Davacı vekili; davacının 27.09.2019 tarihinde davalı şirkete ait işyerinde çalışmaya başladığını, sendika üyesi olduğunun öğrenilmesi üzerine sendikal ayrımcılığa tabi tutulduğunu belirterek sendikal tazminata karar verilmesini istemiştir.
Davalı vekili, cevap dilekçesinde davanın reddini savunmuştur.
Mahkeme, davacının sendikal ayrımcılığa tabi tutulduğunu belirterek sendikal tazminat talebine yönelik davanın kabulüne karar vermiştir.

::::::::::

● Görev 1: Kaynak metne göre davacı, davalı şirkete ait işyerinde hangi tarihte çalışmaya başlamıştır?
● Görev 2: Kaynak metinde "Davacı vekili; davacının" sözlerinin bulunduğu yerden başlayıp "davanın reddini savunmuştur." sözlerinden sonra durarak o kısmı aynen yazın.

● Verilen bilgiler:
::::::::::

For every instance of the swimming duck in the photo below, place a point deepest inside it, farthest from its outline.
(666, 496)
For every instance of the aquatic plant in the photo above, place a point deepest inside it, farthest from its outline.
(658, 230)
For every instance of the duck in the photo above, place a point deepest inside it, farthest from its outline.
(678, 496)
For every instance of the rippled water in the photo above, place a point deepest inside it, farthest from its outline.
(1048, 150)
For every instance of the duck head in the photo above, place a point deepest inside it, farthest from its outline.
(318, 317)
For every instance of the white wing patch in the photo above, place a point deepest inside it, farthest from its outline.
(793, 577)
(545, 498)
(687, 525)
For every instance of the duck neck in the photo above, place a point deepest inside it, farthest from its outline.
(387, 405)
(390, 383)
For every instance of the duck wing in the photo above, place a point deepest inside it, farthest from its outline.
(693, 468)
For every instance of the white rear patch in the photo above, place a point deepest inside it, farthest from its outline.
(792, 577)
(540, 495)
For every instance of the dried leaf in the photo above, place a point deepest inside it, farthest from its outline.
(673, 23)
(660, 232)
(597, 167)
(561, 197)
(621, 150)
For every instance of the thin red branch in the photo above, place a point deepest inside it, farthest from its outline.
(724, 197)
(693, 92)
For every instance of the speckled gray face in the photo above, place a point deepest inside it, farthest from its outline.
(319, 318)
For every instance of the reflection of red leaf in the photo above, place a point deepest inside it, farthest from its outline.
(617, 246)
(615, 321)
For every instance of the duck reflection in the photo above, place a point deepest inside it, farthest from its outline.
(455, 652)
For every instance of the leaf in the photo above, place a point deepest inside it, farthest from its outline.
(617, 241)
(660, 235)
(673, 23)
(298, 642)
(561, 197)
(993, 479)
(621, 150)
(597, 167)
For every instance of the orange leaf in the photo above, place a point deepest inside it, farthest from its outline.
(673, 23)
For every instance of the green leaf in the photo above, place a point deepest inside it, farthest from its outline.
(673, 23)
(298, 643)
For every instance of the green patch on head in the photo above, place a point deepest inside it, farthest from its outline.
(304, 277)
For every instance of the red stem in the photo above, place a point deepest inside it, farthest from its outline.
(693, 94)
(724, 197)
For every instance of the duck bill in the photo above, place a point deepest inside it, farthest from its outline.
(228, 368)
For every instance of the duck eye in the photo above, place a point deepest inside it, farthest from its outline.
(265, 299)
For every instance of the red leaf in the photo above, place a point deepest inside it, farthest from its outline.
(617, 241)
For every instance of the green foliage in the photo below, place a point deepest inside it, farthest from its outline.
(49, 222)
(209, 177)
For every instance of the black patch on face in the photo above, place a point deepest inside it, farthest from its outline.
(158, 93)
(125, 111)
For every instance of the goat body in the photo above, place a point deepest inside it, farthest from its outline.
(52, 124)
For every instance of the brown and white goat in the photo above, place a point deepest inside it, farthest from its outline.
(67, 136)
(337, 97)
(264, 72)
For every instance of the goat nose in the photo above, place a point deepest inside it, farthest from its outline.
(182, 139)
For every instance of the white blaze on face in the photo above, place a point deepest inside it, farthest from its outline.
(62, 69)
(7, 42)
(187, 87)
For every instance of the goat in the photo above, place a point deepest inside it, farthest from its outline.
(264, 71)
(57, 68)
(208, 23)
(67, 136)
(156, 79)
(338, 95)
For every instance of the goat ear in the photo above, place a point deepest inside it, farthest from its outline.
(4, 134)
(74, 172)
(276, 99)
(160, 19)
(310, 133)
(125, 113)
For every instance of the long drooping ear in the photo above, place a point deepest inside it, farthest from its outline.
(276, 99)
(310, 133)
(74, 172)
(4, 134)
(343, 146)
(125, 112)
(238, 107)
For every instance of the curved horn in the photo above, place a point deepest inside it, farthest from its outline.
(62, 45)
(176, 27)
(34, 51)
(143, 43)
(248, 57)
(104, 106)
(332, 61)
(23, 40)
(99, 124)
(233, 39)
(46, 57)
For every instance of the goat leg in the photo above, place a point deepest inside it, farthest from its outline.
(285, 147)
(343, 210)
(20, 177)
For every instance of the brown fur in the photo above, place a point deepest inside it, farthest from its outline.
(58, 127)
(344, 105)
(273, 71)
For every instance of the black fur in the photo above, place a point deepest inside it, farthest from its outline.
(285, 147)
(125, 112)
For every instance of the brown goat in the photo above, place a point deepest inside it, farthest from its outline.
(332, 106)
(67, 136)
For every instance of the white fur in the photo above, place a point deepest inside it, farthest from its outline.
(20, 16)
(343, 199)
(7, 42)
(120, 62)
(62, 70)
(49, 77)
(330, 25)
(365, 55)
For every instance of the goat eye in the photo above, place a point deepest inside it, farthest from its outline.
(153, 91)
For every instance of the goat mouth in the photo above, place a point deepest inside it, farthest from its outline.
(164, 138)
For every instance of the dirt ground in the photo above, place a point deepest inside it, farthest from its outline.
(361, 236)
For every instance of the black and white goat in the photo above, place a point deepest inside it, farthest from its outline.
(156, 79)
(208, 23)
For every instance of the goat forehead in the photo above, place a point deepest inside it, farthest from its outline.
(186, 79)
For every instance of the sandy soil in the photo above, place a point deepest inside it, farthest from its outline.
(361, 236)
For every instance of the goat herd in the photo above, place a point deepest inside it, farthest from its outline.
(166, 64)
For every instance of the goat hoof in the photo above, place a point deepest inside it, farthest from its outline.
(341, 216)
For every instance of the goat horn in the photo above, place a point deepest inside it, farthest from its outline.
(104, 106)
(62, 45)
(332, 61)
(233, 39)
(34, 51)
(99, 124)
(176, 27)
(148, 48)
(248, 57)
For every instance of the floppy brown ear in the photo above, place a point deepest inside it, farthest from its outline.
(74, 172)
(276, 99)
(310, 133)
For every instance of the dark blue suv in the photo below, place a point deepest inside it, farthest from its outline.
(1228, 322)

::::::::::

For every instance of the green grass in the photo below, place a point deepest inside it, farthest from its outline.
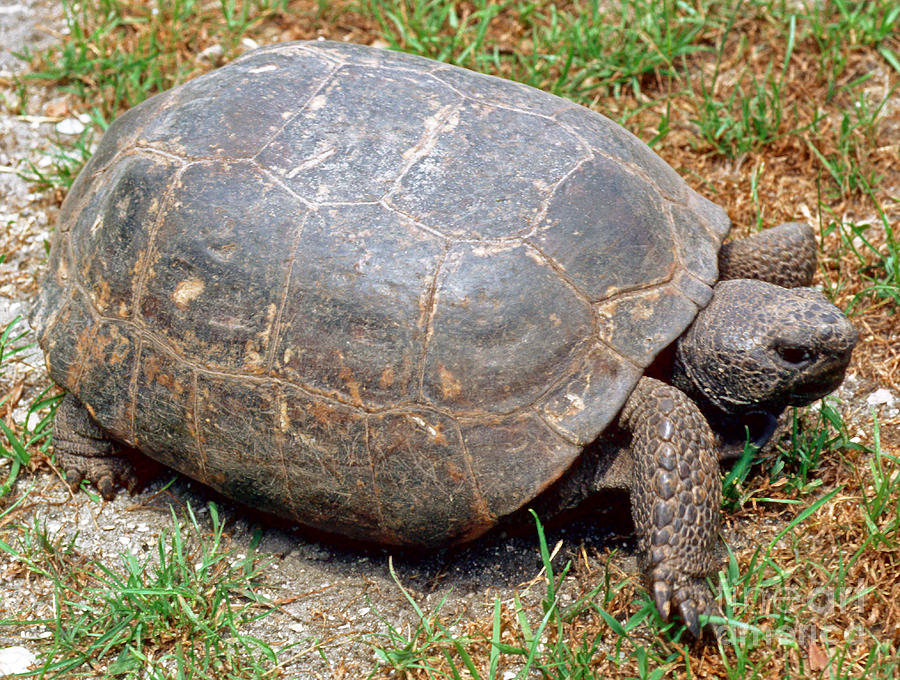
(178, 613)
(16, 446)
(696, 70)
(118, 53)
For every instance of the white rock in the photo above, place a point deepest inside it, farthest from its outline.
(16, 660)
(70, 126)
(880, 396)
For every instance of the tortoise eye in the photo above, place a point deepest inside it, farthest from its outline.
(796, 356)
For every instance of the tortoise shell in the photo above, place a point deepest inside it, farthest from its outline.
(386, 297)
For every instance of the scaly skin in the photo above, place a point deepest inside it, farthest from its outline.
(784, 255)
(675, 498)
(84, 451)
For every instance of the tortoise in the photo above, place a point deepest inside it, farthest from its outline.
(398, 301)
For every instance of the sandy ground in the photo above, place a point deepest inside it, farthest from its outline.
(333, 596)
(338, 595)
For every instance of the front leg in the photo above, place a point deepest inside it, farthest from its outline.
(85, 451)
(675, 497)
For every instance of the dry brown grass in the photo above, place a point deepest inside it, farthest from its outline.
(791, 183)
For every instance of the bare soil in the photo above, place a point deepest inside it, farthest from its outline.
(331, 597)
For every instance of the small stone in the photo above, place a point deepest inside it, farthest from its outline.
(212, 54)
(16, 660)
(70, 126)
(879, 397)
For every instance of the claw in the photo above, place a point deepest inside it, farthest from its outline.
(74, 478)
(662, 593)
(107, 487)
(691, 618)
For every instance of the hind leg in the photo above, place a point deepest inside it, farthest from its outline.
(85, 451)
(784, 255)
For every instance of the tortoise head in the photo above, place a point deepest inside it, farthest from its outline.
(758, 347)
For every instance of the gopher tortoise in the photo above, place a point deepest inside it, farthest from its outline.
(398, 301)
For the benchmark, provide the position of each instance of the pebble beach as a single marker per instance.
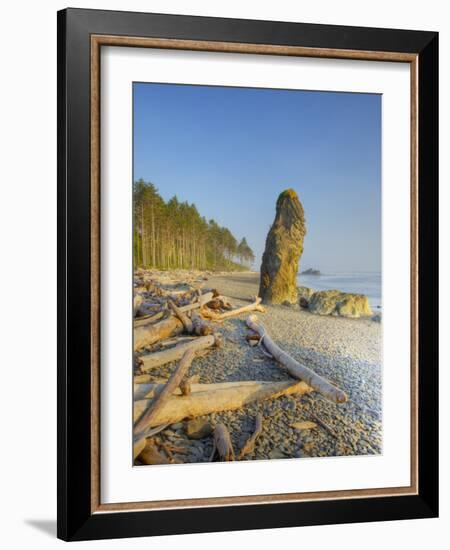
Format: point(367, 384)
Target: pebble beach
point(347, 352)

::::::::::

● Cevap alanı 1: 27.09.2019 tarihinde.

● Cevap alanı 2:
Davacı vekili; davacının 27.09.2019 tarihinde davalı şirkete ait işyerinde çalışmaya başladığını, sendika üyesi olduğunun öğrenilmesi üzerine sendikal ayrımcılığa tabi tutulduğunu belirterek sendikal tazminata karar verilmesini istemiştir.
Davalı vekili, cevap dilekçesinde davanın reddini savunmuştur.